Coordinate labeling data:
"""

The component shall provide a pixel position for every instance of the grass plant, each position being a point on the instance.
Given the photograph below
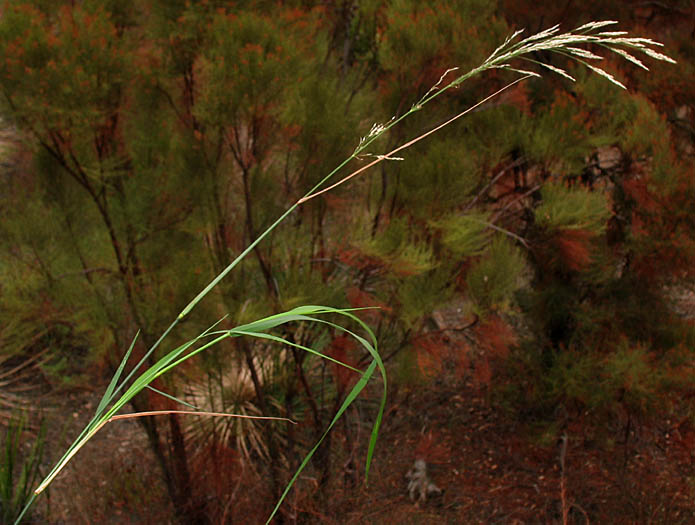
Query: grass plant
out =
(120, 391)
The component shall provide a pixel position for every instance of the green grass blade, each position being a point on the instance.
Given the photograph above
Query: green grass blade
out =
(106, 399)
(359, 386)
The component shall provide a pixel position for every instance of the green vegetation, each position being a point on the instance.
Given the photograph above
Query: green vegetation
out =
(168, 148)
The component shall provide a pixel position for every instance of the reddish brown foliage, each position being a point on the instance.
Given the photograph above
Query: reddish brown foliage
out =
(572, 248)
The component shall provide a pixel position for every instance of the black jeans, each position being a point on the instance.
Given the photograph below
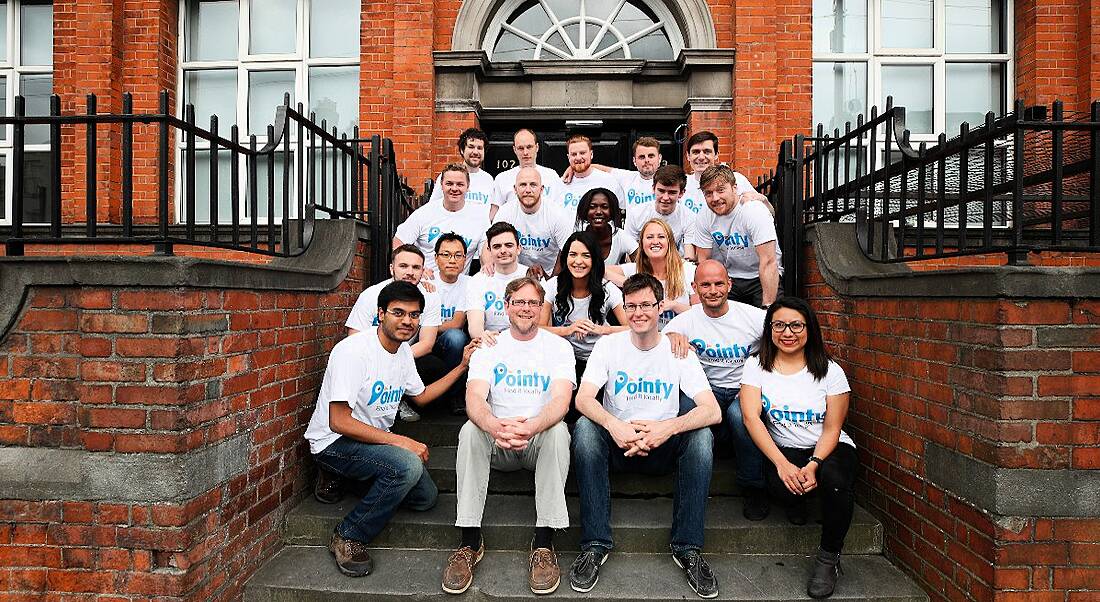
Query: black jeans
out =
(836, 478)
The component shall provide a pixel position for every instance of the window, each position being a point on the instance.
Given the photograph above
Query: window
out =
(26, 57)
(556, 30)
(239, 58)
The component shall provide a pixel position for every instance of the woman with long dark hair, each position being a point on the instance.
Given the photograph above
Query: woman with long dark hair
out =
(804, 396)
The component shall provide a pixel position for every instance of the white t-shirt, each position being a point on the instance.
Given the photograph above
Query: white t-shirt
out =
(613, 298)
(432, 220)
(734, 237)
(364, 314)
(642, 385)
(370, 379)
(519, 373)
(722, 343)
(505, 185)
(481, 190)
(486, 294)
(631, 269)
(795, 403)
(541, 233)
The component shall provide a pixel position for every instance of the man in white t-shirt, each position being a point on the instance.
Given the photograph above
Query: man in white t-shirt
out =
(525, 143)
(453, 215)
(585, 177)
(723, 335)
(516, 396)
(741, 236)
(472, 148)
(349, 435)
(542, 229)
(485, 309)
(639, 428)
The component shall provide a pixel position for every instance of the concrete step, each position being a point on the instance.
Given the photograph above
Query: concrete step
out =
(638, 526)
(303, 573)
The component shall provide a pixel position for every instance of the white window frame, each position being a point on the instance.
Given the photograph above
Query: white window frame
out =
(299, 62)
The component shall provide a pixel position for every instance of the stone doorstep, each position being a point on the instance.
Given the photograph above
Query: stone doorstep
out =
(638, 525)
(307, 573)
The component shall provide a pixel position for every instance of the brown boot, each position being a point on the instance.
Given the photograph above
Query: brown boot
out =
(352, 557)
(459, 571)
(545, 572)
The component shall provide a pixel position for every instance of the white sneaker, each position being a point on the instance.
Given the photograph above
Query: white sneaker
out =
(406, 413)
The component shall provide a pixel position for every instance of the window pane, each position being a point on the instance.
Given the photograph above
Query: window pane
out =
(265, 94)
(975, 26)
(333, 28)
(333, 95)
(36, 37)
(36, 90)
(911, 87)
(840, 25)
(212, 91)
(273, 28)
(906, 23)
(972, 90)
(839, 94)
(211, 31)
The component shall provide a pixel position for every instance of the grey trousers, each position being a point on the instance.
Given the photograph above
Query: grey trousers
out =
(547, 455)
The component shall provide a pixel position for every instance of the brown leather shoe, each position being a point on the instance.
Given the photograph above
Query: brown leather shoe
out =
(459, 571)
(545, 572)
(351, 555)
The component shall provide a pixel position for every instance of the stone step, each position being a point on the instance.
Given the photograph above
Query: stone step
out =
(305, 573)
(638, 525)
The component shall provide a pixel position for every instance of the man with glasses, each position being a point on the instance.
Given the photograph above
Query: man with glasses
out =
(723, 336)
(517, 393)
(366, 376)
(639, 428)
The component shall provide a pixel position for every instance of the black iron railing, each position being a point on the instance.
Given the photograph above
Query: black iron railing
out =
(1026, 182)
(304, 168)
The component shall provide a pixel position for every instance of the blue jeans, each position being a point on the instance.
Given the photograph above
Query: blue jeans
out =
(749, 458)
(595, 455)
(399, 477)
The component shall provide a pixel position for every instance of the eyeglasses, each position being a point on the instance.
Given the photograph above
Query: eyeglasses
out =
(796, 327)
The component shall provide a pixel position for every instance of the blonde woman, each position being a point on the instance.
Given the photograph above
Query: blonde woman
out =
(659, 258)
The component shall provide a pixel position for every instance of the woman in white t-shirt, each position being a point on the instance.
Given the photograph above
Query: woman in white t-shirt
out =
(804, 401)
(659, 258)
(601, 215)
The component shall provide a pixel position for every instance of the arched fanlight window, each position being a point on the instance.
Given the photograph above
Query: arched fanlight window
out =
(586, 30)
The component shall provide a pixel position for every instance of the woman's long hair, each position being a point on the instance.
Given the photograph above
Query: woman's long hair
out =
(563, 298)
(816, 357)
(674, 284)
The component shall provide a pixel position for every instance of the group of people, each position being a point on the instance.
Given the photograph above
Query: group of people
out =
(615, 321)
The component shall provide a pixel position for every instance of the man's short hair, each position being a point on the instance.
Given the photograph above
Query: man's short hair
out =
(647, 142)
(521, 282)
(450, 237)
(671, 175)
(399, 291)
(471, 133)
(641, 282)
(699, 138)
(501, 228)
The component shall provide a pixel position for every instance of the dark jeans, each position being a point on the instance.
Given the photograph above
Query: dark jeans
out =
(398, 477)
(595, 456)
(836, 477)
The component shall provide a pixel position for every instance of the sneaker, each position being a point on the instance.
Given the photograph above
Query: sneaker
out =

"""

# [Instruction]
Write out all the entries word for word, but skip any images.

# [Final result]
The component shall provide a pixel position for every instance of the grass plant, each position being a point on the instance.
Given the photograph below
Query: grass plant
out =
(120, 391)
The component shall provide a pixel position for every instance of the green grass blade, each position being a point on the instance.
Given the photograph above
Query: green grass blade
out =
(106, 399)
(359, 386)
The component shall provide a pixel position for every instance of the green vegetation, each position being a point on the instance.
Given the photograph above
Query: green vegetation
out =
(168, 148)
The component shall provide a pixel position for every instance of the reddish brown foliage, each position being a point on the instance.
Given the photograph above
Query: reddish brown foliage
out =
(572, 248)
The component shall provide a pixel position for every instance of the black jeans, each position being a point on the instance.
Given the photograph below
Query: black jeans
out =
(836, 478)
The component shall provide a pixel position for every instance of the window, each position being a point on the instance.
Given the photograph above
Query: window
out =
(26, 57)
(556, 30)
(239, 58)
The component shall provide a pixel position for every instance of the woman with long dark hair, each position being a point on the instance.
Given the photograph above
Query: woman with long dark hair
out =
(804, 396)
The component shall provide a pixel position for every instance of the white t-shirt, each position being a point on the instance.
Given the photograph above
Query: white t-shirt
out =
(613, 298)
(432, 220)
(734, 237)
(364, 314)
(642, 385)
(370, 379)
(519, 373)
(722, 343)
(505, 185)
(481, 190)
(486, 294)
(631, 269)
(795, 403)
(541, 233)
The component shall provide a pixel position for every instance of the man in white t-shirt, each position being a point on the instance.
Given the photograph above
Query: man in white t-shirt
out =
(525, 143)
(453, 215)
(585, 177)
(723, 335)
(516, 396)
(741, 236)
(472, 148)
(349, 435)
(542, 229)
(485, 309)
(639, 428)
The component shall provide a pixel position for every instance of the concrete step, each position being a point on the instance.
Given the photograph above
Query: concrete step
out =
(638, 526)
(303, 573)
The component shall provide a pixel position for every instance of the white window frame, each position being a point on the instance.
Given the photograph above
Query: white window frame
out =
(299, 62)
The component shall provide a pixel position for every instance of the stone doorstep, each position being a point on the instance.
Given the photograph above
Query: stone doorstep
out =
(638, 525)
(307, 573)
The component shall provide a pixel position for every instance of the brown boot, each position being a point on the instance.
Given the photograph above
Query: brown boot
out =
(352, 557)
(459, 571)
(545, 572)
The component shall provide a pixel position for every instance of the white sneaker, each position being a point on the instance.
Given the photograph above
Query: white sneaker
out =
(406, 413)
The component shall provide a pixel position for every instance of the window pane, each position being a point on the instance.
Given the photograph above
Query: window pane
out =
(265, 94)
(975, 26)
(333, 28)
(333, 95)
(36, 37)
(36, 90)
(911, 87)
(840, 25)
(212, 91)
(273, 28)
(906, 23)
(972, 90)
(839, 94)
(211, 31)
The component shall provide a pixel position for every instance of the grey trousers, each position being a point on the instance.
Given the photograph above
Query: grey trousers
out =
(547, 455)
The component shall provide a pixel position for every instance of the brown leather shoe, each position being a point on the instance.
Given the photograph above
Query: brown leather shoe
out =
(459, 571)
(545, 572)
(351, 555)
The component shall provide a pixel position for every instance of the stone step, each position being a point on the instance.
Given the photograph above
Query: stone step
out =
(305, 573)
(638, 525)
The component shall provide a pixel position for every instance of the man with glasses, each position being a point on the instance.
Given the photograph above
Query: man with glasses
out =
(723, 336)
(517, 393)
(366, 376)
(639, 428)
The component shall provide a pixel position for every instance of the black iron railing, each position being a point on the instance.
Given the photograph above
Query: black iron railing
out =
(1026, 182)
(304, 168)
The component shall provide a pixel position for every instance of the blue jeans, each position being a point on the instance.
Given the photograph above
Query: blue jeans
out =
(749, 458)
(595, 455)
(399, 477)
The component shall provide a pixel position for every instance of the eyeglasses, each position being a point on the instance.
Given the photograph above
Query: eyeglasses
out =
(796, 327)
The component shall provide a pixel position for every instance of the blonde woman, each position being a point on the instance.
Given the photograph above
Query: blonde woman
out =
(659, 258)
The component shall provide a pixel position for every instance of the woman in white t-shirt, each position being a point on the instance.
Given the photograph above
Query: woman in white t-shirt
out =
(804, 401)
(659, 258)
(601, 215)
The component shall provide a pixel position for every instance of the arched fanlight window, each position being a point on the instance.
Given the photograph above
Query: arched fanlight window
out =
(586, 30)
The component shall provide a pixel position for every instance of the woman's long hair, each position being a point on the instance.
Given the photograph above
Query: woman's long hair
out =
(563, 298)
(816, 357)
(674, 284)
The component shall provide a pixel position for every instance of the group of people, each position being a point on the instance.
Given the photograph above
Query: group of people
out =
(615, 321)
The component shall provide a pixel position for every instance of the man's short hair, each position being a point on the instance.
Given the photograph above
Query: man's short hair
out =
(647, 142)
(521, 282)
(450, 237)
(671, 175)
(399, 291)
(471, 133)
(641, 282)
(699, 138)
(501, 228)
The component shall provide a pixel position for every instance of the dark jeans, each position being a point on the instance.
Given the photograph above
Query: dark jeans
out =
(398, 477)
(595, 456)
(836, 477)
The component shall provide a pixel position for every instance of the sneaker, each position being a point on the instance.
Given the photograph above
Query: sneaker
out =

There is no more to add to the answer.